Can you output the items starting at the line containing "to detect parking" and ending at the line containing "left=387, top=622, right=591, bottom=812" as a two-column CSV with the columns input and output? Give one row per item, with its text under input and its answer under output, each in a single quoted field with line breaks replaced by spaces.

MATERIALS PROVIDED:
[Begin]
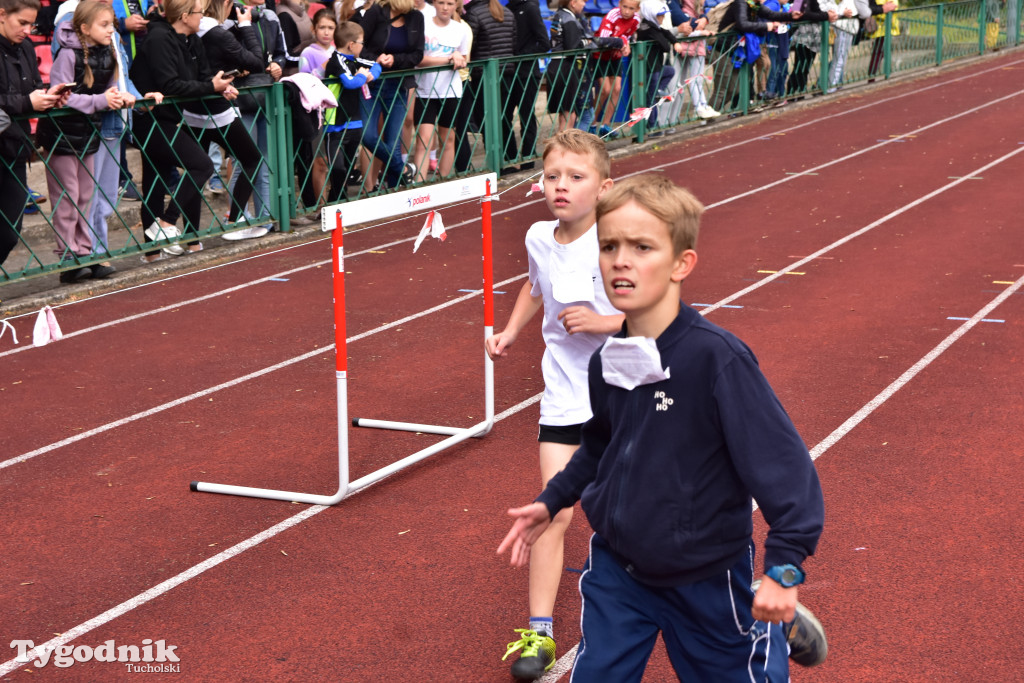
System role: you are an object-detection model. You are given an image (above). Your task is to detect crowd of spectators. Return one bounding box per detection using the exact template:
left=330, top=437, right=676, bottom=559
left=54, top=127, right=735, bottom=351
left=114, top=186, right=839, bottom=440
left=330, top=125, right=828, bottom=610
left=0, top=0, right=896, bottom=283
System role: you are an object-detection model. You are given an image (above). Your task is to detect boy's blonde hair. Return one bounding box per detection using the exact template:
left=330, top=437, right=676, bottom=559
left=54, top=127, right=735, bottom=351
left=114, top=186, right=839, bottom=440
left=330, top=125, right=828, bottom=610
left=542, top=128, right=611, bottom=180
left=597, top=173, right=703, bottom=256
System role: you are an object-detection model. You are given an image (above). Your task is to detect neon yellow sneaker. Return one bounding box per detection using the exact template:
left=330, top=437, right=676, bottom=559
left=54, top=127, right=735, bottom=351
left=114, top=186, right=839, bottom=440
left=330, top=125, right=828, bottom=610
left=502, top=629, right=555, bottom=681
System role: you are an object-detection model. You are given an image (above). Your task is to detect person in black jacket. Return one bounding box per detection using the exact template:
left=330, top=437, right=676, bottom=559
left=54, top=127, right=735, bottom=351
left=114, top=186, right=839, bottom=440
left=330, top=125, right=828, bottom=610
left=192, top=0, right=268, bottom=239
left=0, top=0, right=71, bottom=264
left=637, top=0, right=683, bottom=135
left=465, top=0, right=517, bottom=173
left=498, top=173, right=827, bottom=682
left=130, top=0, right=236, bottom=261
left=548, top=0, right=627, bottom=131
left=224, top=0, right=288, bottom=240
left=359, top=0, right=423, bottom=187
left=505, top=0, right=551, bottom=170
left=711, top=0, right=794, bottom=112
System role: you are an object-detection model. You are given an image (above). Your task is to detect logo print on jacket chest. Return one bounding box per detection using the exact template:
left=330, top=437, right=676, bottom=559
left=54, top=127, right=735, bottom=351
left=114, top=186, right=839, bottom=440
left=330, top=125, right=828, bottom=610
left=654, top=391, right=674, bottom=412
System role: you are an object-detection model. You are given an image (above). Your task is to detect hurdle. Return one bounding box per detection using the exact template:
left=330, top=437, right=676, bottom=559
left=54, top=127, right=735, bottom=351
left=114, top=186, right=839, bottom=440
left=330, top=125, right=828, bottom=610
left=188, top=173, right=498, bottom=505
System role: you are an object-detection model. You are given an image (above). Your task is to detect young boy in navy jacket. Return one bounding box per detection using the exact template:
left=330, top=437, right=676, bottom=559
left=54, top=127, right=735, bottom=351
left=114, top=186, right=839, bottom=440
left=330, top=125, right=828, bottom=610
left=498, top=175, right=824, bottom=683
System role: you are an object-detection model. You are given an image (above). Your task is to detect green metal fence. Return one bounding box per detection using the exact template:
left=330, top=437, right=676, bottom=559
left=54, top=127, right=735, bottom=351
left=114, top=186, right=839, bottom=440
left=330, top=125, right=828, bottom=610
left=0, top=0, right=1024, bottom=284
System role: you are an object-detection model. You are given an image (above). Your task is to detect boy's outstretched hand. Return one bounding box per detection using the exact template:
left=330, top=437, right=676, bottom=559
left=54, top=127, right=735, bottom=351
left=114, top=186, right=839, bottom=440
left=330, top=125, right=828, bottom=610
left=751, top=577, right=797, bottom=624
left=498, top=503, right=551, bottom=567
[End]
[Begin]
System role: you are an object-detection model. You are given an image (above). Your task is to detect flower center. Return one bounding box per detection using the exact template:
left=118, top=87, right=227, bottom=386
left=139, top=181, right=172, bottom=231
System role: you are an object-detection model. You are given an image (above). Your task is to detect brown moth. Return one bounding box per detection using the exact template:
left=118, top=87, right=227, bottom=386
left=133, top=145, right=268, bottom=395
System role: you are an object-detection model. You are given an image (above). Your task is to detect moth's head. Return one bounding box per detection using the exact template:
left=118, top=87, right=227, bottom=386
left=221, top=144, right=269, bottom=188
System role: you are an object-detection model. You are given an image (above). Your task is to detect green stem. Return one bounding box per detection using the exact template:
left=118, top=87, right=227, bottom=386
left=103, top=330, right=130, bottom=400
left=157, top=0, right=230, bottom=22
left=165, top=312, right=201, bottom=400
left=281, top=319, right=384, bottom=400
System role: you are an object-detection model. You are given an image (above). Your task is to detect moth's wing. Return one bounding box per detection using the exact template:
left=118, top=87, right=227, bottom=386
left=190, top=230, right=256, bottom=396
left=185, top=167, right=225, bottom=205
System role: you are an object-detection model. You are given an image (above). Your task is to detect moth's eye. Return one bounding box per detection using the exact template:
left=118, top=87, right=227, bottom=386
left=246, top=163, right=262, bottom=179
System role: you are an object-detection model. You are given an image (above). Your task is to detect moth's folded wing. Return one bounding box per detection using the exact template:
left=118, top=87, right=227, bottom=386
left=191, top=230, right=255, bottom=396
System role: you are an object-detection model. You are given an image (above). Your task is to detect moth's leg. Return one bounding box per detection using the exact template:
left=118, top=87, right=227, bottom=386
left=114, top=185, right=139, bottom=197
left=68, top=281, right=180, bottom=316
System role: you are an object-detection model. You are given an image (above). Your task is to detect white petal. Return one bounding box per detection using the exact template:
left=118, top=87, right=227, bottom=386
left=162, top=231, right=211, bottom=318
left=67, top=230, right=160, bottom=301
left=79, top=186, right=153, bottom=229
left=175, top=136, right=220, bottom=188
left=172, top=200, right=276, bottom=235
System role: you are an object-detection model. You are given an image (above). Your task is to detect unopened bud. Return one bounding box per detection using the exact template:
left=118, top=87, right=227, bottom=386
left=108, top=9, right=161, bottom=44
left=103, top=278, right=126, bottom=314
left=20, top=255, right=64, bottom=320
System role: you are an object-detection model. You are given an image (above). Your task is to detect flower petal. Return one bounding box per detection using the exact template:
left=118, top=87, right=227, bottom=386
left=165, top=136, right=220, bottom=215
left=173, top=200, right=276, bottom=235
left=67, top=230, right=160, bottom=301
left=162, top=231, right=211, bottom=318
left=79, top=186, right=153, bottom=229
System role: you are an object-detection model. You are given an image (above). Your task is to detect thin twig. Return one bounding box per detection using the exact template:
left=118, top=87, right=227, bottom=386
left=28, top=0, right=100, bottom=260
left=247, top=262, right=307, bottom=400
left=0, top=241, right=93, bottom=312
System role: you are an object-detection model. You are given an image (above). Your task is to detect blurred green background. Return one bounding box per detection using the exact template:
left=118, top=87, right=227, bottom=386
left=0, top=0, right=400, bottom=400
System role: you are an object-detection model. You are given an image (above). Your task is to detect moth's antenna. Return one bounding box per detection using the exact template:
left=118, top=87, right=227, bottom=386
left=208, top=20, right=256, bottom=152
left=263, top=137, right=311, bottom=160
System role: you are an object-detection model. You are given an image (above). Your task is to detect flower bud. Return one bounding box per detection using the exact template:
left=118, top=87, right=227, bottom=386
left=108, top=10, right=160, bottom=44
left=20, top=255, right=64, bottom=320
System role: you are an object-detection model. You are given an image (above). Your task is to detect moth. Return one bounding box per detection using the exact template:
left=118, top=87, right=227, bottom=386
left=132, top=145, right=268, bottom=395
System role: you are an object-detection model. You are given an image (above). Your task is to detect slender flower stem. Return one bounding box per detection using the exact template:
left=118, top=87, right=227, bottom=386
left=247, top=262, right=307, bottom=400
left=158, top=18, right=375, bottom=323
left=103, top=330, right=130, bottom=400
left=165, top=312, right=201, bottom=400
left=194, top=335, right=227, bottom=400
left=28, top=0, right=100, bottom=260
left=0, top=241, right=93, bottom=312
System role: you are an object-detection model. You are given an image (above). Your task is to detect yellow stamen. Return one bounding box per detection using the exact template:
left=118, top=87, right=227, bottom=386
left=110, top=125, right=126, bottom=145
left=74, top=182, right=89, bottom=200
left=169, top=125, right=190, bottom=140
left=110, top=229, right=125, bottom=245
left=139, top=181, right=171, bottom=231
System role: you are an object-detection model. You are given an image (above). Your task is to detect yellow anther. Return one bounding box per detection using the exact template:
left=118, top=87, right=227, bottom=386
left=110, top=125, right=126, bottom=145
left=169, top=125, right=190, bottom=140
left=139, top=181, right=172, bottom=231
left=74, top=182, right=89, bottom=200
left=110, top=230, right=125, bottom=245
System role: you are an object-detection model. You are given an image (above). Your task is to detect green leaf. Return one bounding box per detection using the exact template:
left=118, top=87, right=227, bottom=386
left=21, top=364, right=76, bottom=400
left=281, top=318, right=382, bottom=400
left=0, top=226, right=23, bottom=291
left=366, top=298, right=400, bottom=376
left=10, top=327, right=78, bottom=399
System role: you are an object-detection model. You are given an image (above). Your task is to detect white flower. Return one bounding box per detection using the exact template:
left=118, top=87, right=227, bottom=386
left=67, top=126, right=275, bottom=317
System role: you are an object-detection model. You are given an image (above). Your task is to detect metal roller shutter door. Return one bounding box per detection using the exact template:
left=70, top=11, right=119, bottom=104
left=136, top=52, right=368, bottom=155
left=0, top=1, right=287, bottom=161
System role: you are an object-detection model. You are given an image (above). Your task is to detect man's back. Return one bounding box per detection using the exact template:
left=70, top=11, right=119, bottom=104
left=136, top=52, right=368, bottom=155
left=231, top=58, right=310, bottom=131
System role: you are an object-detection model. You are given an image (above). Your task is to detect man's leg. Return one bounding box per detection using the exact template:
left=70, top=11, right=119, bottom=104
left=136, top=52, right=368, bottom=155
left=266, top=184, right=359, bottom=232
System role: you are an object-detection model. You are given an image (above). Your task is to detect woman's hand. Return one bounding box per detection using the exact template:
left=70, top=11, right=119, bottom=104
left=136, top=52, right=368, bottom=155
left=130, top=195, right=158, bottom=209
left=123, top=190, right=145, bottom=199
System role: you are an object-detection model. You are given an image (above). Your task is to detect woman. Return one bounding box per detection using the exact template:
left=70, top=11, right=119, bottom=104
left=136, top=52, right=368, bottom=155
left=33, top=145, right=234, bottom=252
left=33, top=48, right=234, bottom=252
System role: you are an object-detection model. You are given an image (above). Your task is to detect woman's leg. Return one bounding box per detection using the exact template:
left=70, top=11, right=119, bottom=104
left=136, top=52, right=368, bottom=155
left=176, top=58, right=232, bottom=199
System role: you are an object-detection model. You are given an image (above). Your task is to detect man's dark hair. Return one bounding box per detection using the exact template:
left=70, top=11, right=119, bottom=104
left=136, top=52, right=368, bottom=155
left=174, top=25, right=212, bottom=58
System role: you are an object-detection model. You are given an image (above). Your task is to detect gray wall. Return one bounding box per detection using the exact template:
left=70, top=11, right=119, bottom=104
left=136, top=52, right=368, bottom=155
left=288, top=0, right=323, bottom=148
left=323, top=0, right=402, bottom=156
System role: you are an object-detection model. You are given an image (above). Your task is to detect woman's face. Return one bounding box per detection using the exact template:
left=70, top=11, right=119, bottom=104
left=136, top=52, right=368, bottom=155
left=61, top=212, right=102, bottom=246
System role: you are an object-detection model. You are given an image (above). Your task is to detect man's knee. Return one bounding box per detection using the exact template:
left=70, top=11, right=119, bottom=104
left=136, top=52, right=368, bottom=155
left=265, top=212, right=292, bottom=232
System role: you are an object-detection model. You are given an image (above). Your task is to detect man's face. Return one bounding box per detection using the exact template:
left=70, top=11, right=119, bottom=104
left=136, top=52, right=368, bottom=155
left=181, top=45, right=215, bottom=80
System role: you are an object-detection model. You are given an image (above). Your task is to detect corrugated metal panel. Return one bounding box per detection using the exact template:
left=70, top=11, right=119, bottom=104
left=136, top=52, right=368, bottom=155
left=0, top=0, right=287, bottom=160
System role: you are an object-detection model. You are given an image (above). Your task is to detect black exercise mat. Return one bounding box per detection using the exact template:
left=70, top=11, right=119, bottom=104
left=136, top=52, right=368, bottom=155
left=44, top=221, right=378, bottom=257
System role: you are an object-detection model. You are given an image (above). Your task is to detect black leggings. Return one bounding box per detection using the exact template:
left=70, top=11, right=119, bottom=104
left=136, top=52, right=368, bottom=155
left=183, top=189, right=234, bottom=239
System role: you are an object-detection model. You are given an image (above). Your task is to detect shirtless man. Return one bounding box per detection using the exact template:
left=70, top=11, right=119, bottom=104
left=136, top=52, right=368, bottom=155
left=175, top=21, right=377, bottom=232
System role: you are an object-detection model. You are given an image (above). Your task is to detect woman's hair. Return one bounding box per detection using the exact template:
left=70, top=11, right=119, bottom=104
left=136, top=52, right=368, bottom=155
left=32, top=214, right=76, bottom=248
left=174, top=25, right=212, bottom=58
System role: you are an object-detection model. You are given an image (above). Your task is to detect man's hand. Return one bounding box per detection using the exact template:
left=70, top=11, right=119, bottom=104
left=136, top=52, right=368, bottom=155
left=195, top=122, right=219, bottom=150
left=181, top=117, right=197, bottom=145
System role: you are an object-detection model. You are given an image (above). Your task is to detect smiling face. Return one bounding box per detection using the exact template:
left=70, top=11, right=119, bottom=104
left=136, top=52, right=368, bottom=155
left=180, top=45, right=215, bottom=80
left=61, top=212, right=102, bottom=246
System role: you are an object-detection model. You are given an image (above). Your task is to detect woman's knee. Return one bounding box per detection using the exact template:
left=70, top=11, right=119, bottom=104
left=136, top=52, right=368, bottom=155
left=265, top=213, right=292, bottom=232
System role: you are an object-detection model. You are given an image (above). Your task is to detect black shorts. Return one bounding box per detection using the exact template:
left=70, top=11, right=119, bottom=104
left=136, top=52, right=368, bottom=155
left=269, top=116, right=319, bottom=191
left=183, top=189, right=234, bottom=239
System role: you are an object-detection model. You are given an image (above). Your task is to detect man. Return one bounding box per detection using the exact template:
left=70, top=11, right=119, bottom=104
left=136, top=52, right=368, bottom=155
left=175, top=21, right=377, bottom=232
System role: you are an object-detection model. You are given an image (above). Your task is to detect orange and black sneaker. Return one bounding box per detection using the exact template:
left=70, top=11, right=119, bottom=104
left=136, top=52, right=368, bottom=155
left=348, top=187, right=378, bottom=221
[End]
[Begin]
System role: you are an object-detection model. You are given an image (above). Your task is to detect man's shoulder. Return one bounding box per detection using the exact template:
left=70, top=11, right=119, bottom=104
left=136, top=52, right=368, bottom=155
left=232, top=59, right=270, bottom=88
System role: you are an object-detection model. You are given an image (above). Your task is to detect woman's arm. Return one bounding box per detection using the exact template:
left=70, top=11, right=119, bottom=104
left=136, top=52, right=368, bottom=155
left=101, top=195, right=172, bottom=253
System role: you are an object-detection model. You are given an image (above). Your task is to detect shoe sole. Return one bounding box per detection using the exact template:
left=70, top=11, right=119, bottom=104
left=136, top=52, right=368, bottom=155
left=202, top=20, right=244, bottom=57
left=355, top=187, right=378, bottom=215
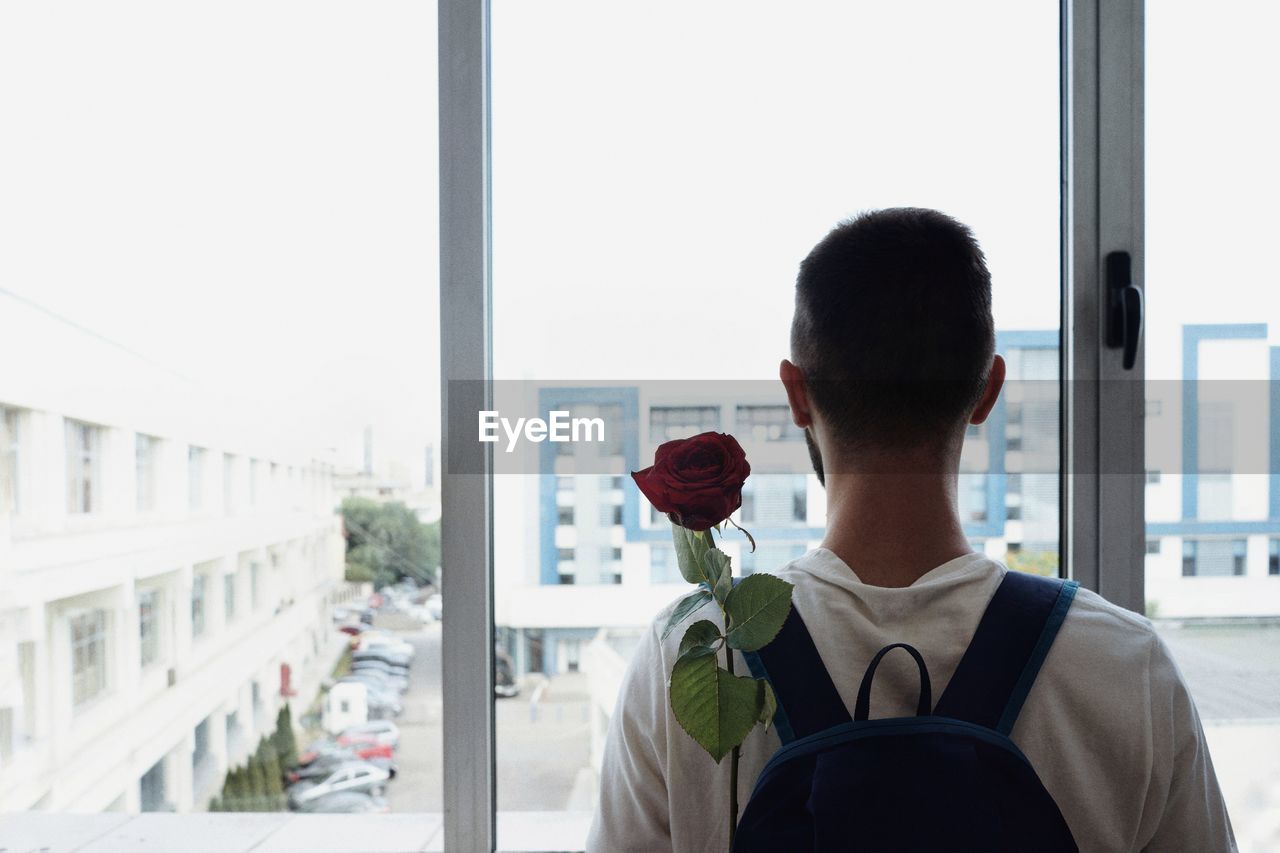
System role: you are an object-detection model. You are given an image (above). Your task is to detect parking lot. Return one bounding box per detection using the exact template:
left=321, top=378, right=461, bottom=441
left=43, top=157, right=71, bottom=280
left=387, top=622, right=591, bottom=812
[End]
ANSWER TO THE EXERCISE:
input,output
"System role: you are an object-detection model. You are given an image (above). Your task is to detect parking lot. Return one bounding box per detection using the exact template: left=321, top=378, right=461, bottom=441 left=43, top=157, right=71, bottom=280","left=387, top=622, right=591, bottom=812"